- China has lifted 800 million of its people out of poverty since 1978.
- Alibaba moves three times as much merchandise as Amazon.
- China’s trade surplus in the 12 months to June 2021 was US$617.6 billion.
By Josh Gliddon
1. The Chinese economy is growing despite COVID-19
From 1949 when the People’s Republic was founded to 1978 when significant reforms were undertaken, China had a closed economy. It did little business with the rest of the world, but a process of engagement has seen that change – massively. Since 1978, China’s GDP has averaged about 10% each year, according to the World Bank. This has had a huge effect on the wellbeing of the Chinese people, with more than 800 million citizens being lifted out of poverty in that time. Along with the reduction in poverty, there have been major improvements in access to education and care, as well as other services.
2. There is an infrastructure boom underway
China has invested heavily in infrastructure to keep pace with its economy and drive future growth. Its investment in railways, for example, means that total linear kilometres of rail either in place or under construction in China would stretch around the world twice. China’s railways measured about 141,400km in 2020, Reuters reports. The nation aims to have about 200,000km of railway tracks by the end of 2035, including about 70,000km of high-speed railway, according to a plan issued by state-owned China State Railway Group.
3. Think Amazon’s big?

Natural-language object grounding listing
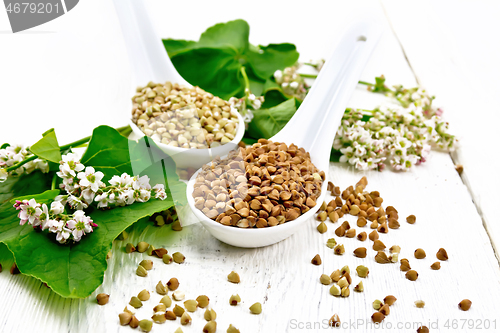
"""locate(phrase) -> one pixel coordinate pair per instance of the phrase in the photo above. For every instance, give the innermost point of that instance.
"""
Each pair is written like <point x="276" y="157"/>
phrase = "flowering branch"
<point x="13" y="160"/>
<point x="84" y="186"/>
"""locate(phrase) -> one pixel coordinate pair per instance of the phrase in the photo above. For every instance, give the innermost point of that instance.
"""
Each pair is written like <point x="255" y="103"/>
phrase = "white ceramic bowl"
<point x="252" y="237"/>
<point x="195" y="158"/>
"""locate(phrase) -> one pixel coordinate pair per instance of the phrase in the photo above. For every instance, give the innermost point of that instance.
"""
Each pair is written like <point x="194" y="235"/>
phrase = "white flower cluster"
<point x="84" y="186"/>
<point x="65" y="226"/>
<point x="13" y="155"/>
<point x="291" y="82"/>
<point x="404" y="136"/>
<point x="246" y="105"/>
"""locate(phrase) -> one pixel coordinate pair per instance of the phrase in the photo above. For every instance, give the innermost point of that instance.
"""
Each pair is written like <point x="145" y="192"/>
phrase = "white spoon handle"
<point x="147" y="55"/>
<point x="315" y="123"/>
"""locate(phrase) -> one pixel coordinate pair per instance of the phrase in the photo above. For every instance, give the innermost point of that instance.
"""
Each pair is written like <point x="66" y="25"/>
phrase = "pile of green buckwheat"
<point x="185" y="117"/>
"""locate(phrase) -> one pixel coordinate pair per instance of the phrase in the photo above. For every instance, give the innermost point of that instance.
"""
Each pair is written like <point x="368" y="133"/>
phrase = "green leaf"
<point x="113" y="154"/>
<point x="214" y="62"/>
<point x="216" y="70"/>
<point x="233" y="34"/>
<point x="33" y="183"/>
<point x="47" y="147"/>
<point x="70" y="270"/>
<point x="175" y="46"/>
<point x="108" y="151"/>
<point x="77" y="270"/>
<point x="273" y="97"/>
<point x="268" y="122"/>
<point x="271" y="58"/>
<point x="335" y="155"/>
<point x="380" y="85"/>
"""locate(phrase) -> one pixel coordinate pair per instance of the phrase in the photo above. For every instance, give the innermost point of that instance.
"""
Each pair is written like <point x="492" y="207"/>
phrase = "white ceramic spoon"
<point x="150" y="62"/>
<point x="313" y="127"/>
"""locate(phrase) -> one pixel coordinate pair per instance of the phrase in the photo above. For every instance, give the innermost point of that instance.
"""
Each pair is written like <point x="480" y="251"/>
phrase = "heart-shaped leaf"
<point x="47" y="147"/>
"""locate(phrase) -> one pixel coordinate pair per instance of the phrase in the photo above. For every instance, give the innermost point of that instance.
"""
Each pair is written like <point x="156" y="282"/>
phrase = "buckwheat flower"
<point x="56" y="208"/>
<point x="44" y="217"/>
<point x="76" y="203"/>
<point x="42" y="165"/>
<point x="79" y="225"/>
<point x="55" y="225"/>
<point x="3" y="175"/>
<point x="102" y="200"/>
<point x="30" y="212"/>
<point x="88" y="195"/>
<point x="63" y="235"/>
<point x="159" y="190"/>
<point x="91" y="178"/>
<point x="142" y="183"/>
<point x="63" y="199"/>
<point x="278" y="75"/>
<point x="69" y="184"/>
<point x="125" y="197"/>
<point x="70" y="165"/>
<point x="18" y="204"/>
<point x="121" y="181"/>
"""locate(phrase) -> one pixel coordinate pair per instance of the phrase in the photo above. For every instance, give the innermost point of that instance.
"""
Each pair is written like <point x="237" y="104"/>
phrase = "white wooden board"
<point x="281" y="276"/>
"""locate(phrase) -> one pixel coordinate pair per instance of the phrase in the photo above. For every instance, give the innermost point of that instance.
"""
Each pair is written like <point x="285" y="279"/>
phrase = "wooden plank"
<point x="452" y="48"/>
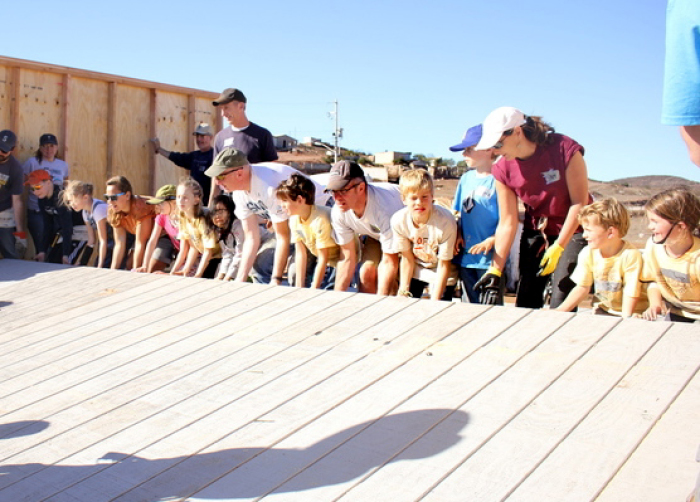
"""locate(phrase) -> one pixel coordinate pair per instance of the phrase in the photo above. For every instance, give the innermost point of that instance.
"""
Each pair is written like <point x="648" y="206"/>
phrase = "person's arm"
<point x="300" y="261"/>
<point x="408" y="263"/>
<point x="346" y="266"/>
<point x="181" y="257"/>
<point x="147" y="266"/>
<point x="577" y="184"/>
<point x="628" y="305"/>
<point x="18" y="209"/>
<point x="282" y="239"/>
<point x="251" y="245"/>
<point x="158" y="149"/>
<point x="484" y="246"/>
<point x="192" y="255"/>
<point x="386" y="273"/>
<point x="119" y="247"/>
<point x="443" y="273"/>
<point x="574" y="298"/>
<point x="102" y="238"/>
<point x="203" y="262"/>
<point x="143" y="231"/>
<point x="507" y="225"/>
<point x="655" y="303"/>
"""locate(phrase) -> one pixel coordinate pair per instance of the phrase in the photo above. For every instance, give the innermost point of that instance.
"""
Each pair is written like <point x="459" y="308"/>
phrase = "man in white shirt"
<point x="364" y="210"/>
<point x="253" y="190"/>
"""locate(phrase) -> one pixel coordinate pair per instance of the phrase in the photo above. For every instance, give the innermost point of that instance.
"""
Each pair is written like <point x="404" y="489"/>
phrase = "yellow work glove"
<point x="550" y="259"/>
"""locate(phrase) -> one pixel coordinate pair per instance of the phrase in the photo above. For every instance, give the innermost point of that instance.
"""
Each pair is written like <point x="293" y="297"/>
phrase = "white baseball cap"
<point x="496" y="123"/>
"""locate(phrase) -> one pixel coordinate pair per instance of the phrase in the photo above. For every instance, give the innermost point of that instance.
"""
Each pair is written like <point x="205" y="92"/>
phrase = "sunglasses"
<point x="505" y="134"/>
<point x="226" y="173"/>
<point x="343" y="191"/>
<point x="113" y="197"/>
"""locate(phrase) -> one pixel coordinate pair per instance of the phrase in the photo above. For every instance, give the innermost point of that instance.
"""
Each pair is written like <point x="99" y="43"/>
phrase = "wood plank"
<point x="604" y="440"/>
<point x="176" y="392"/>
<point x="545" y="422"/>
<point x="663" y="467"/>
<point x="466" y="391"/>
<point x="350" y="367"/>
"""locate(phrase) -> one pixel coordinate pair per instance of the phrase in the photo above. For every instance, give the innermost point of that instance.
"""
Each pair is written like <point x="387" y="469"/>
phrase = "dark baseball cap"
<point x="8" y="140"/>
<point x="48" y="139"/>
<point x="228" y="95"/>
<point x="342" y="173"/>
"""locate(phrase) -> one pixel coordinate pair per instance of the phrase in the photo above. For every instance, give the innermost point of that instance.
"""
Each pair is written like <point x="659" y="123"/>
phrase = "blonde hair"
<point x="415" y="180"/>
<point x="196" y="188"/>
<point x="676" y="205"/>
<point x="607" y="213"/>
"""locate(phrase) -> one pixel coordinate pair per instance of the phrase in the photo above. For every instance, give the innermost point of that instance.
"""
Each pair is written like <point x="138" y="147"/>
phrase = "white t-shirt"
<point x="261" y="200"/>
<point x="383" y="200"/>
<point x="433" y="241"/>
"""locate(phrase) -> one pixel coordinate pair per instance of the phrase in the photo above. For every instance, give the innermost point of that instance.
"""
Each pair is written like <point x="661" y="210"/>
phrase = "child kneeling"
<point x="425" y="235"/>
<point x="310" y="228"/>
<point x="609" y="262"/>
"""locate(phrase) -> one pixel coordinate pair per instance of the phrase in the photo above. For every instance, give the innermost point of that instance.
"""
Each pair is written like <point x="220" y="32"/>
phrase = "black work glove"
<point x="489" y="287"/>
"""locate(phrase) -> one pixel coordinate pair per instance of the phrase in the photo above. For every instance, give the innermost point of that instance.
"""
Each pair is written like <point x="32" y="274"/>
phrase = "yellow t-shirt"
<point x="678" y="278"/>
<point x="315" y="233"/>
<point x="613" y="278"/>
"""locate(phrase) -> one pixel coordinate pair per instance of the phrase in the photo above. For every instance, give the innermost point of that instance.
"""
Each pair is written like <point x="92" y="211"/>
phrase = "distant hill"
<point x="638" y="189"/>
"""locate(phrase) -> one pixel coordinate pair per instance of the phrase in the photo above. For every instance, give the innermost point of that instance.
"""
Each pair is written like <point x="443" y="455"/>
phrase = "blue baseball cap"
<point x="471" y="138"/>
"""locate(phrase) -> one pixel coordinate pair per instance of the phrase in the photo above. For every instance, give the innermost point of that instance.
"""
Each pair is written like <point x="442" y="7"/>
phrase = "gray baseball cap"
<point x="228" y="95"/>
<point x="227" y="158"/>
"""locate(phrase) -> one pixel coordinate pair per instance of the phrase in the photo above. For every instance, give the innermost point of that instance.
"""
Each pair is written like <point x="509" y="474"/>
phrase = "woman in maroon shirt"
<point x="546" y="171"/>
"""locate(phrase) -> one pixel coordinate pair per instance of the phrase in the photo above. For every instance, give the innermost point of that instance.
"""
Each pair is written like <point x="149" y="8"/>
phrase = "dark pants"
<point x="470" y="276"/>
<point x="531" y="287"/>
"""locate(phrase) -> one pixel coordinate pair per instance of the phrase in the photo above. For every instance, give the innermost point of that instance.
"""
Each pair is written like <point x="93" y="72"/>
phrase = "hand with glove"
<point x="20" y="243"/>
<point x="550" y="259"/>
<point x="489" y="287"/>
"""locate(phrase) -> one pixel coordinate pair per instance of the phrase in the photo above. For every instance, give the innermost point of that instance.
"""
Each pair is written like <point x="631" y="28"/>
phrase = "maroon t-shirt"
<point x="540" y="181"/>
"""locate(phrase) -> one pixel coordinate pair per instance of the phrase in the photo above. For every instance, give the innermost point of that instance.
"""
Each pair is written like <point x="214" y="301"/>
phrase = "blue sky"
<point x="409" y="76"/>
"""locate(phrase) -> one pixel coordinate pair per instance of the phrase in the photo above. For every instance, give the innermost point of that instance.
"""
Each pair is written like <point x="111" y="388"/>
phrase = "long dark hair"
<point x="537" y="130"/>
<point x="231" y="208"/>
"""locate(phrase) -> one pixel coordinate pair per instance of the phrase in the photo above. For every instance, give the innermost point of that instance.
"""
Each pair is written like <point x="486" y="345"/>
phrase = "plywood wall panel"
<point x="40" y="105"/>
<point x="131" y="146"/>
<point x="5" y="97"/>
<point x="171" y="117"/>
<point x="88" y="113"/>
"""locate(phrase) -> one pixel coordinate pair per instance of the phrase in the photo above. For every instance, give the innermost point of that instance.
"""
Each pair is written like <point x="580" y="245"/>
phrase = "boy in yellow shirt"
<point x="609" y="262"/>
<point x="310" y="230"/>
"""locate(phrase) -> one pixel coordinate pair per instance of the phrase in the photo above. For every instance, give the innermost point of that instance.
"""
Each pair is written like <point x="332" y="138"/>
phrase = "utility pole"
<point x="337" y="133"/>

YOUR GOAL
Please reproduce, word for word, the section of the China economy text that opens with the words containing "2. There is" and closes with "State Railway Group.".

EXPECTED OUTPUT
2. There is an infrastructure boom underway
China has invested heavily in infrastructure to keep pace with its economy and drive future growth. Its investment in railways, for example, means that total linear kilometres of rail either in place or under construction in China would stretch around the world twice. China’s railways measured about 141,400km in 2020, Reuters reports. The nation aims to have about 200,000km of railway tracks by the end of 2035, including about 70,000km of high-speed railway, according to a plan issued by state-owned China State Railway Group.